## Teks yang Disediakan

Ketua INSA (Indonesia Bengkulu, Rela Sumadiyana mengapresiasi atas komitmen Pelindo Cabang Bengkulu untuk melakukan kegiatan pengerukan dengan sudah mendatangkan kapal keruk.
" Diharapkan kapal keruk yang sudah datang, bisa beroperasi secara maksimal, sehingga kondisi alur pelayaran kembali normal bisa dilintasi kapal-kapal niaga," kata Ketua INSA Bengkulu.
Selain itu juga Ketua INSA Bengkulu menyampaikan pekerjaan pengerukan membutuhkan persiapan dan persyaratan yang banyak. Masalah alur sudah biasa dari tahun ke tahun diketahui, seperti sedimentasi. Jadi, perawatannya jangan sampai mengalami masalah lagi pada waktu mendatang.
" Ke depannya antisipasi pendangkalan pada alur pelayaran membutuhkan perhatian dengan baik, sehingga masalah kedangkalan seperti yang terjadi saat ini tidak terulang," harap Rela.
Atasi Dampak Masyarakat Pulau Enggano
Sejak akhir tahun 2024 keadaan alur pelayaran keluar masuk kapal di Bengkulu dangkal. Saat itu kedalamannya sekitar 2,5 - 3,5 meter dibawah bawah permukaan laut, sulit bagi kapal-kapal niaga yang biasa masuk pelabuhan Pulau Baai, kecuali mengurangi muatan dan menunggu permukaan air pasang.
Dan pada akhirnya, karena pendangkalan alur terus berlangsung dengan cepat, maka sejak tanggal 28 Maret 2025, alur pelayaran tidak bisa dilintasi kapal niaga. Kedalaman alur pelayaran tinggal berkisar 1,7 meter di bawah permukaan laut, bahkan sebagian sudah terlihat pasir atau plus 1 - 2 Meter diatas permukaan air. Saat itu sejumlah kapal yang ada di dalam pelabuhan Pulau Baai tidak bisa keluar. Tercatat 17 kapal yang tertahan di dalam pelabuhan.
Dampak lainnya masyarakat Pulau Enggano yang mengandalkan kegiatan ke Bengkulu juga tertahan, karena kapal penyebrangan Pulau Telo yang selama ini melayani trayek Pulau Enggano - Pelabuhan Baai termasuk yang tidak bisa keluar pelabuhan.
Gubernur Bengkulu melakukan kunjungan ke Pelabuhan Pulau Baai dan langsung menetapkan kondisi kritis alur pelayaran pada tanggal 29 Maret 2025.
Untuk mengatasi agar kapal penyeberangan Pulau Telo bisa keluar pelabuhan, maka Pelindo Regional 2 Bengkulu didukung Forkopimda Provinsi Bengkulu bekerjasama dengan perusahaan pengerukan lokal PT SPU yang memiliki izin pengerukan untuk membuka alur guna membantu keluarnya kapal Pulo Tello dan kapal lainnya.

## Yang Harus Dikerjakan
1. Menurut teks tentang pendangkalan alur pelayaran Bengkulu, berapa jumlah kapal yang tertahan di dalam pelabuhan Pulau Baai?
2. Lanjutkan teks tentang pendangkalan alur pelayaran Bengkulu mulai dari kalimat terakhirnya.

## Data yang Disediakan
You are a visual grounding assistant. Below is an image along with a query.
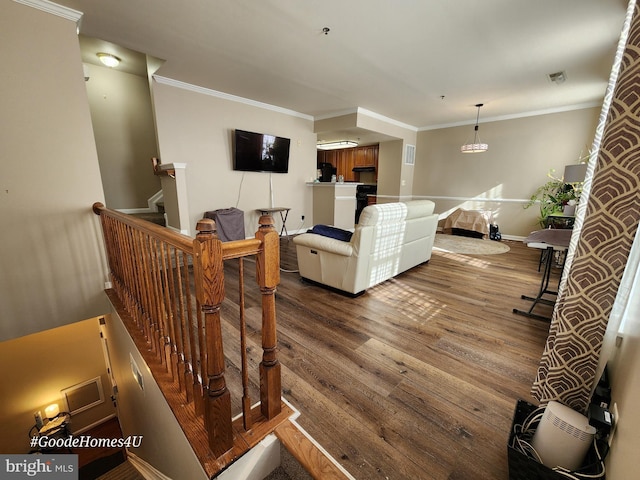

## Jawaban Latihan
1. Sebanyak 17 kapal tertahan di dalam pelabuhan Pulau Baai.

2.
Pada awal April PT SPU mulai melakukan kegiatan pengerukan, dan pada 14 April berhasil menambah kedalaman, sehingga membuat kapal penyeberangan Pulau Telo berhasil keluar melewati alur pelayaran dari Pelabuhan Pulau Baai. Selanjutnya kapal penyeberangan itu bisa melayani penyeberangan masyarakat ke Pulau Enggano.
Jadi operasional kapal penyeberangan masyarakat Pulau Enggano ke Pulau Baai tetap berlangsung, namun kapal Pulau Telo tidak sandar di dalam dermaga Pelabuhan Pulau Baai, melainkan di luar alur.
Agar masyarakat Pulau Enggano bisa sampai ke dermaga Pulau Baai, maka dilayani secara langsir oleh kapal-kapal pendukung yang lebih kecil, seperti kapal pandu tunda Pelindo, kapal KPLP, kapal Bakamla, kapal SAR, kapal TNI AL dll.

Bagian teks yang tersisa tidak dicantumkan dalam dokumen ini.